- [ЗАДАНИЯ]:
[1] Перепишите текст об эстетическом воспитании от слов "Каким образом возможна" и до слов "общая норма вкуса.", поставив "художественная культура" вместо "эстетическая культура".
[2] Кто, согласно тексту об эстетическом воспитании, утверждал, что красота и добро — одно и то же?

- [ИСХОДНЫЙ ТЕКСТ]:
________________________________________

От Просвещения к романтизму. Эстетическая культура как основа прогресса

   Просветители попытались примирить реальный интерес личности с требованиями общественного развития. Социальная мысль века Просвещения занята поисками такого идеального состояния, при котором развитие общественного целого и живой человеческой природы пришло бы в соответствие с не противоречило бы одно другому. И поскольку одним из главных средств воспитания, лишенного принуждения и тяжести авторитета, считалось искусство, то вполне понятно, почему на первый план в классической философии выступают проблемы эстетического воспитания.
   Исходя из пантеистического понимания мира, английские просветители считали, что в обществе и природе царит мировая гармония. Индивид, удовлетворяя свои естественные интересы, непроизвольно работает в интересах всего общества, и наоборот, заботясь об общем благе, он совершенно естественно удовлетворяет и развивает свои потребности. Все дело заключается в том, чтобы найти достаточно прочную основу для гармонии интересов общественного и личного. Такую прочную основу теперь видели в красоте. «Только красота, – утверждал лорд Шефтсбери, – создает величайшее добро. Оно составляет основу и сущность добра. Красота и добро – одно и то же».[12] Подобный философский оптимизм разделяли далеко не все современники.
   Стремлением разграничить красоту и целесообразность отчасти решалась обозначенная проблема. Бескорыстный характер роднит эстетическое чувство с моральным, поэтому оно является образцом для него. Гармония между личным и всеобщим достигается тем, что индивидуальный интерес приносится в жертву во имя стремления ко всеобщей любви и самопожертвованию. В соответствии с этим эстетическое воспитание целиком починяется интересам воспитания морали, а красота и гармония служит средством для воспитания добродетели и морали самоотречения.
   Каким образом возможна единая эстетическая культура, когда в области вкусов и эстетических оценок существует полное разногласие, подтверждаемое расхожим выражением «о вкусах не спорят»? Общезначимые, истинные суждения в отношении искусства и красоты возможны, если будет найдена общая норма вкуса.
   Таким образом, искусство, стоящее посередине между пользой и самоотверженностью, эгоизмом и моралью, становится могущественным орудием воспитания, посредством которого достигается единство личного и общественного интересов.
   В эстетических учениях французских просветителей искусство и основанное на нем эстетическое воспитание рассматривалось как главный рычаг исторических преобразований в человеческом обществе. Смягчающее грубую человеческую природу воздействие искусства, считал Ш. Монтескье, делает его важнейшим средством общественного воспитания. Оптимистическую веру во всесилие воспитания разделяли многие его современники. Назначение искусства – пробуждать яркие и сильные ощущения. Искусство должно пробудить в каждом человеке угасшие страсти, дать ему то, чего он лишен в реальной действительности. В этом состоит великая воспитательная сила искусства. Высшая форма художественного наслаждения дается лишь посредством воображения и фантазии. Этот высокий пафос пронизывает все сочинения просветителей, отстаивавших принцип единства этического и эстетического.

________________________________________

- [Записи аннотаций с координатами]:
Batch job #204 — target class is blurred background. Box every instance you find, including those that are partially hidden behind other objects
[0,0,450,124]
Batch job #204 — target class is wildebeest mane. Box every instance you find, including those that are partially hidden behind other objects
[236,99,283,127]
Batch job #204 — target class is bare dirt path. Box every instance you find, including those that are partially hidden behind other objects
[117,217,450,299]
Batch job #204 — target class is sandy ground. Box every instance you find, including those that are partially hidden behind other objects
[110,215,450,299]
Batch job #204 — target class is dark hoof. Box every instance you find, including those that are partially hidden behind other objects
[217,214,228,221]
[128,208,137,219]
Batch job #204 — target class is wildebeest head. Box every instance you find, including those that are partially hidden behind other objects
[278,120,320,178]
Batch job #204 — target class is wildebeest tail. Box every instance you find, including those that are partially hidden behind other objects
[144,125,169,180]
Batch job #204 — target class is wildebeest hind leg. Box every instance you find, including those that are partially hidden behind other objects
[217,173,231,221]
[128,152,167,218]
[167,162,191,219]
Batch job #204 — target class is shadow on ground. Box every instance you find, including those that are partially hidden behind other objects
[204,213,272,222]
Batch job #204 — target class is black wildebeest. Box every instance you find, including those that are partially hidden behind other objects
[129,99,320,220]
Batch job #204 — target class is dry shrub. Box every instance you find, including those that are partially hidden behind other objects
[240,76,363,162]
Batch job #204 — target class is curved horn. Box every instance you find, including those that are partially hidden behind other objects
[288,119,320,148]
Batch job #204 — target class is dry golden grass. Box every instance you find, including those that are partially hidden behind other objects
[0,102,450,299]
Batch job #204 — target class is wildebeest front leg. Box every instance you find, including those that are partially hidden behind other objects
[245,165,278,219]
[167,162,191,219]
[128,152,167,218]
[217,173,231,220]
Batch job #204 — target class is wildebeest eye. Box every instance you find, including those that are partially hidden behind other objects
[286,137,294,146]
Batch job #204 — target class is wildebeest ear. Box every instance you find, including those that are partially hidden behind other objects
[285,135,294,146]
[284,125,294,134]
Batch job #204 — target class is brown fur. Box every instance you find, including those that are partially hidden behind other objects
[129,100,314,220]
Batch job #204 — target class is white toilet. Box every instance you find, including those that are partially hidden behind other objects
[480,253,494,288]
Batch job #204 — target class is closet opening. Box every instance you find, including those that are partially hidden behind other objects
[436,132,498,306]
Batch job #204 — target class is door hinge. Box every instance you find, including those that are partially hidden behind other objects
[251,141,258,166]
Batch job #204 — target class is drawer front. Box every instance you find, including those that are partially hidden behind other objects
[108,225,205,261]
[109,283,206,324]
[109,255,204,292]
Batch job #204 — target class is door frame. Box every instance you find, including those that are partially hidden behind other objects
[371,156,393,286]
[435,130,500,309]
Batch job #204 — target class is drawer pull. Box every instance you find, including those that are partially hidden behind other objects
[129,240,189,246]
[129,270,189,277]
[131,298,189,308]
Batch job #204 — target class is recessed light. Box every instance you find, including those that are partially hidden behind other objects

________________________________________

- [ОТВЕТЫ]:
[1]
Каким образом возможна единая художественная культура, когда в области вкусов и эстетических оценок существует полное разногласие, подтверждаемое расхожим выражением «о вкусах не спорят»? Общезначимые, истинные суждения в отношении искусства и красоты возможны, если будет найдена общая норма вкуса.

[2] Лорд Шефтсбери.